A "danger receptor" that may kick-start an immune reaction to cancer in the body has been found by UK researchers.

It picks up signs of cell death caused by injury or tumours and mobilises the body's defences, Nature reports.

The finding may explain why some tumour-killing drugs partly work by setting off an immune response.

Better understanding of the receptor could help develop cancer treatments that harness the immune system, the London Research Institute team said.

Cell death is a normal process in the body which keeps growth and repair ticking over and keeps tissue healthy.

After a 15-year hunt, we've identified the first 'danger receptor' - one which senses abnormal cell death and then triggers an immune response
Dr Caetano Reis e Sousa, study leader

But sometimes there is an abnormal type of cell death called necrosis.

It has been thought for many years that the body somehow senses this abnormal cell death and sets off an immune reaction.

From an evolutionary point of view this would make sense as injury puts the body at risk of infection and an immune response would be a sensible precaution.

However, until now no receptor capable of detecting this abnormal cell death had been found.

The researchers discovered that the DNGR-1 receptor on a type of immune cell called a dendritic cell mobilises an immune response after coming across this abnormal cell death.

Dendritic cells act as messengers, alerting other types of immune cells to kill invaders, such as viruses and bacteria.


The researchers said tumours could also trigger this type of immune reaction because they often contain clusters of cells undergoing this type of cell death as they have a limited blood supply.

---*---

Exercises to complete ->
1. Please write out the part of the danger receptor article starting at "However, until now" and ending at "limited blood supply.".
2. Render this sentence from the danger receptor article in Spanish: "Dendritic cells act as messengers, alerting other types of immune cells to kill invaders, such as viruses and bacteria."
Rely on the danger receptor article and nothing else.

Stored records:
---*---

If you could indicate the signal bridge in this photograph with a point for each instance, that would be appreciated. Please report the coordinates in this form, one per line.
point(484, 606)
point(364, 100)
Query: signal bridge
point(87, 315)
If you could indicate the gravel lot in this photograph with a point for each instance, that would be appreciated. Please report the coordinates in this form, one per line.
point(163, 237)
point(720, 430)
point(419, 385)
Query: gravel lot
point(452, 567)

---*---

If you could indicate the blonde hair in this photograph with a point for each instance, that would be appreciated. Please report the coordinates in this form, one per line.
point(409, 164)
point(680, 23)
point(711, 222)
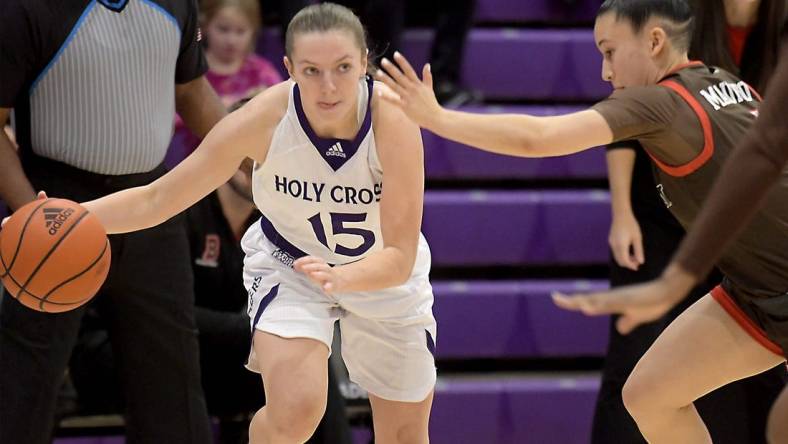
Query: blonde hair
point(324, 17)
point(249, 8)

---*---

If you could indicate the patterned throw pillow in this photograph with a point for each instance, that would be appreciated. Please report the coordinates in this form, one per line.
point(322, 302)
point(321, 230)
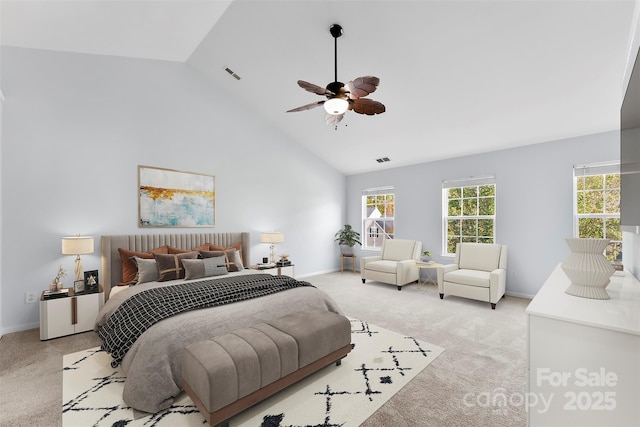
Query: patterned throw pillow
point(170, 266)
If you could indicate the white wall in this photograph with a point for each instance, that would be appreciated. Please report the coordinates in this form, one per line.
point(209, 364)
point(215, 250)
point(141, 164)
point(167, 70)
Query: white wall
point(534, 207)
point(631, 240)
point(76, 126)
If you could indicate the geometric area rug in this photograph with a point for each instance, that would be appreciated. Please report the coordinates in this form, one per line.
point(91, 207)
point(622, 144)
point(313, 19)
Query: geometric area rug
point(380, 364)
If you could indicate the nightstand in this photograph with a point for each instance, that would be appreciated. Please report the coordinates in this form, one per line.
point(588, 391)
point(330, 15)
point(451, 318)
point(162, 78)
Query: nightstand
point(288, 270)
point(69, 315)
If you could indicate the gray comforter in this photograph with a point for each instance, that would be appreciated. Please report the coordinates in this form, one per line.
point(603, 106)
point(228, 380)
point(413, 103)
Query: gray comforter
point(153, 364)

---*---

Exercise solutions ->
1.
However, until now no receptor capable of detecting this abnormal cell death had been found.

The researchers discovered that the DNGR-1 receptor on a type of immune cell called a dendritic cell mobilises an immune response after coming across this abnormal cell death.

Dendritic cells act as messengers, alerting other types of immune cells to kill invaders, such as viruses and bacteria.


The researchers said tumours could also trigger this type of immune reaction because they often contain clusters of cells undergoing this type of cell death as they have a limited blood supply.

2. Las células dendríticas actúan como mensajeras y alertan a otros tipos de células inmunitarias para que eliminen a los invasores, como virus y bacterias.